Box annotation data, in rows

────────────────────────────────────────

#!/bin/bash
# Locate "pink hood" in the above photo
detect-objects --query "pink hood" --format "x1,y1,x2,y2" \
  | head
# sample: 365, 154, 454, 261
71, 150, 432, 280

────────────────────────────────────────

Problem statement
Reproduce the data above line for line, changing nothing.

Output
#!/bin/bash
# Locate "pink hood" in the above photo
detect-objects --query "pink hood" --format "x1,y1,x2,y2" \
  | head
# sample: 365, 154, 454, 261
71, 150, 432, 280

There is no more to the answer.